[EXCERPTED PASSAGE start]

The choice - as the paper puts it - is between "a discredited [President Jacques] Chirac for whom re-election is the only means of escape from the judges", and "the populist xenophobe and backward-looking Le Pen who wants to isolate France and break up Europe".

Still, it ironises, "better to be struck by cholera, which can be treated, than by the plague".

The bigger Chirac's victory on 5 May, the paper says, "the more will it be a victory of the anti-Le Pen camp as opposed to a victory for Chirac himself."

Le Monde is in no doubt that Sunday's results have "sullied" France's image abroad.

"Rarely before had France fallen into such universal disrepute," the paper says.

From now on, "Paris will find it hard to make itself heard" internationally, and there are bound to be "diplomatic consequences and perhaps economic ones".

France, "the dispenser of lessons" to others, has "been caught red-handed" at the polls, the paper says.

"Sunday's vote," it concludes, "confirmed one of the components of France's image abroad: the impression of arrogance created by the gap between what France says and the actual reality."

[EXCERPTED PASSAGE end]
[EXTRACTED MATERIAL start]

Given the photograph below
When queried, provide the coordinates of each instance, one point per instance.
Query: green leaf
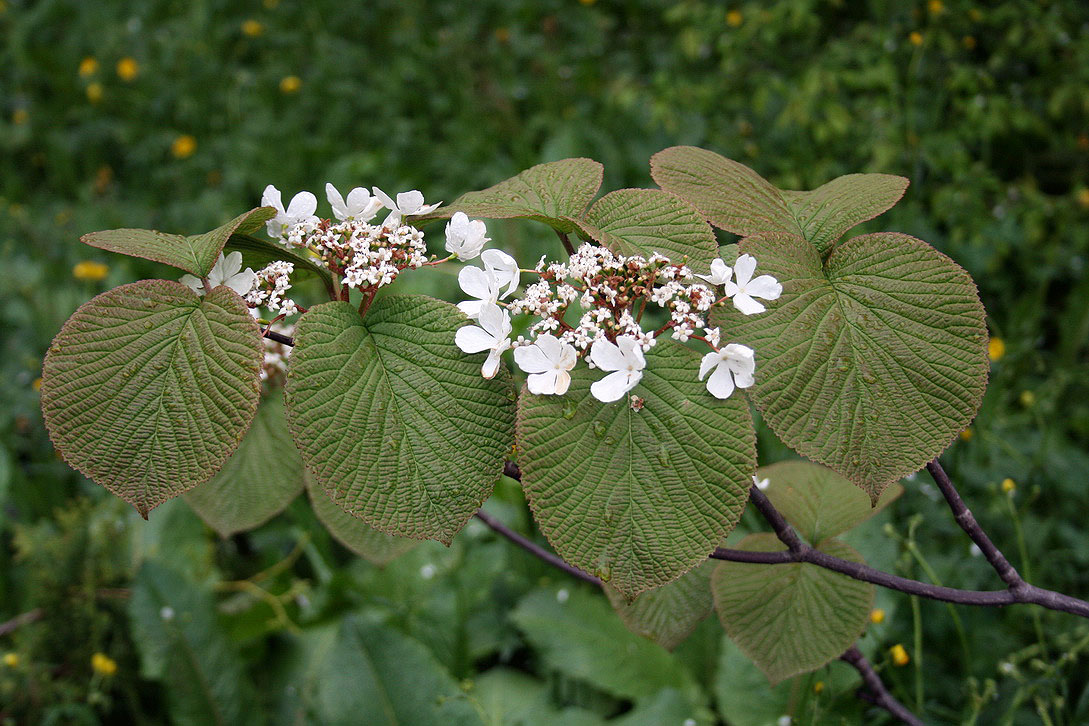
(637, 497)
(257, 253)
(355, 534)
(578, 635)
(870, 364)
(554, 193)
(827, 212)
(148, 388)
(361, 672)
(393, 420)
(182, 644)
(729, 194)
(260, 478)
(196, 254)
(648, 221)
(745, 698)
(818, 502)
(790, 618)
(670, 613)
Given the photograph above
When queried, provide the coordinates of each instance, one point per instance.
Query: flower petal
(744, 303)
(472, 339)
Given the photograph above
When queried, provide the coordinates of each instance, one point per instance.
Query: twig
(877, 692)
(535, 549)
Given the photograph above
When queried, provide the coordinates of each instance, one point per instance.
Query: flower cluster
(610, 293)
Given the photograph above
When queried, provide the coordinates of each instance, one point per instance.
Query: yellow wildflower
(103, 665)
(290, 84)
(253, 28)
(127, 69)
(88, 66)
(89, 270)
(183, 146)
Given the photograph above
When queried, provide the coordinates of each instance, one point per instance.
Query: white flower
(465, 238)
(733, 365)
(746, 287)
(408, 204)
(547, 361)
(301, 209)
(493, 334)
(480, 284)
(227, 271)
(720, 272)
(359, 206)
(625, 358)
(504, 267)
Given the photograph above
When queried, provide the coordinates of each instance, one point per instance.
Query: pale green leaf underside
(554, 193)
(260, 478)
(357, 536)
(648, 221)
(737, 199)
(366, 673)
(818, 502)
(188, 651)
(393, 420)
(195, 254)
(827, 212)
(582, 638)
(670, 613)
(790, 618)
(148, 388)
(637, 497)
(872, 369)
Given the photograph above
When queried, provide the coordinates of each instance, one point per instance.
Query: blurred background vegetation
(174, 115)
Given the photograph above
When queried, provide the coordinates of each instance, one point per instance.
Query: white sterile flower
(625, 358)
(733, 365)
(301, 209)
(227, 271)
(359, 205)
(465, 238)
(720, 272)
(408, 204)
(747, 287)
(547, 361)
(493, 334)
(480, 284)
(504, 267)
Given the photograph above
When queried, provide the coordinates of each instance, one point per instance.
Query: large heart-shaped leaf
(737, 199)
(148, 388)
(648, 221)
(393, 420)
(670, 613)
(871, 363)
(259, 479)
(790, 618)
(196, 254)
(818, 502)
(637, 497)
(554, 193)
(354, 533)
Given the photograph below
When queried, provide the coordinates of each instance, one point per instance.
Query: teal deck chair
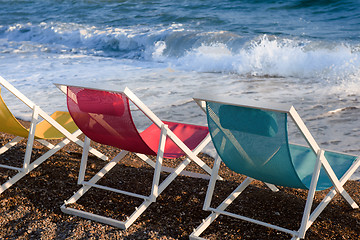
(252, 139)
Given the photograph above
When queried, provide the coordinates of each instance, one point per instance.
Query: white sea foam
(166, 66)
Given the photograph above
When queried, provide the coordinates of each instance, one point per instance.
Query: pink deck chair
(105, 117)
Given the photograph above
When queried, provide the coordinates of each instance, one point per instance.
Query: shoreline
(31, 208)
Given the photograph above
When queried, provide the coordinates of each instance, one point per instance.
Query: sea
(303, 53)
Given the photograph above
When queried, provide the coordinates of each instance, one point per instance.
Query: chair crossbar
(254, 221)
(10, 144)
(11, 167)
(33, 165)
(92, 216)
(115, 190)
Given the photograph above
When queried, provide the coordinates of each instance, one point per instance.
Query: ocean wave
(191, 50)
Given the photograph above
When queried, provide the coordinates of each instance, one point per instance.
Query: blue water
(300, 52)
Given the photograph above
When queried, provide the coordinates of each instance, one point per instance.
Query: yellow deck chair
(57, 126)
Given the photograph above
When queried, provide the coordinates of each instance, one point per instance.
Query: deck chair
(252, 139)
(57, 126)
(105, 117)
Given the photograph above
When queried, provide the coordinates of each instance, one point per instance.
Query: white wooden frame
(308, 216)
(157, 188)
(36, 113)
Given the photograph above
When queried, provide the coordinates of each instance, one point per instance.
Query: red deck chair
(105, 117)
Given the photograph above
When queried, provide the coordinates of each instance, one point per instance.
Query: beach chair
(251, 138)
(105, 117)
(57, 126)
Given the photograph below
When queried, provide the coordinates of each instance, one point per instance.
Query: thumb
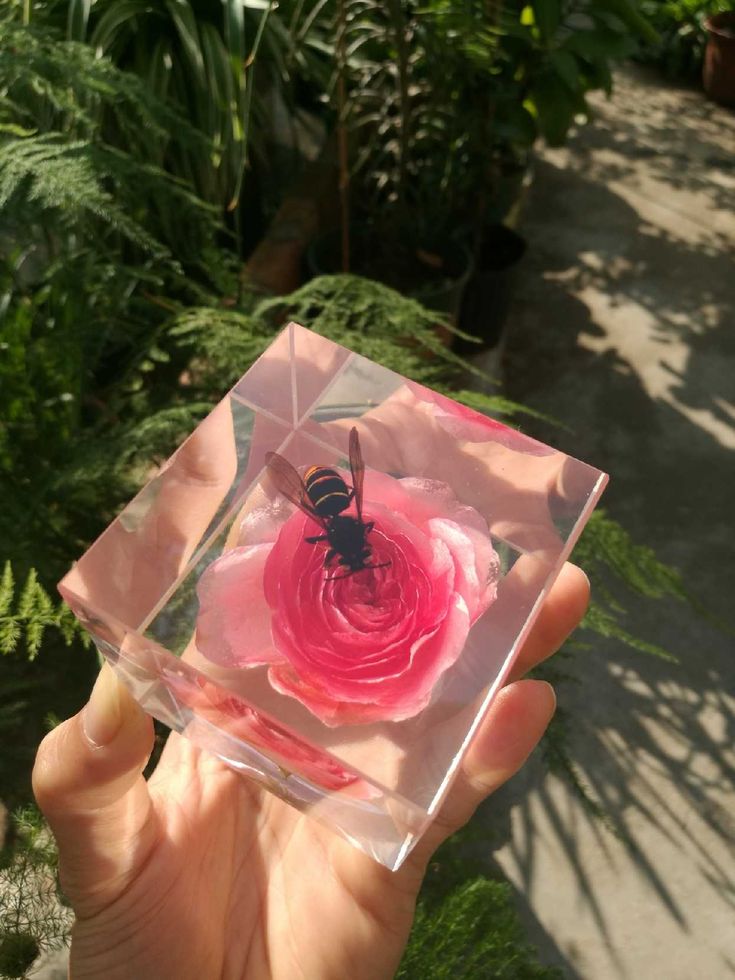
(88, 782)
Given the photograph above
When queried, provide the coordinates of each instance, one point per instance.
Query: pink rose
(231, 714)
(367, 647)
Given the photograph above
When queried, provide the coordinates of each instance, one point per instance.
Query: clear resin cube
(334, 633)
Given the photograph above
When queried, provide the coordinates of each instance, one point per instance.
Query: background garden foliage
(143, 147)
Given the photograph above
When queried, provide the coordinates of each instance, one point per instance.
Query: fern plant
(33, 919)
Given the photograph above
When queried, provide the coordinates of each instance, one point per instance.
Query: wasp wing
(286, 478)
(357, 466)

[EXTRACTED MATERIAL end]

*WHAT IS ASKED*.
1. Revise the press review of the Chirac–Le Pen runoff by rewriting the part that begins at the words "The bigger Chirac's" and ends after "France's image abroad.", with "sullied" changed to "tarnished".
2. Carry on the French press commentary on Chirac and Le Pen, picking up after its final sentence.

*ANSWERS FOR THE EXERCISE*.
1.
The bigger Chirac's victory on 5 May, the paper says, "the more will it be a victory of the anti-Le Pen camp as opposed to a victory for Chirac himself."

Le Monde is in no doubt that Sunday's results have "tarnished" France's image abroad.

2.
View from abroad

Ukraine's Den agrees, recalling that France was "first in the EU to propose sanctions against Austria" after the far-right Freedom Party joined the government coalition.

"What conclusions will the French take?" the paper wonders.

Switzerland's Le Temps mocks a concept often used by France to explain to foreigners the uniqueness of all things French.

Some voters last Sunday were under the influence of an "hallucinogenic drug" known as "the French exception", the paper says.

Several varieties have been developed, the paper says, and the strongest is known as "the French identity".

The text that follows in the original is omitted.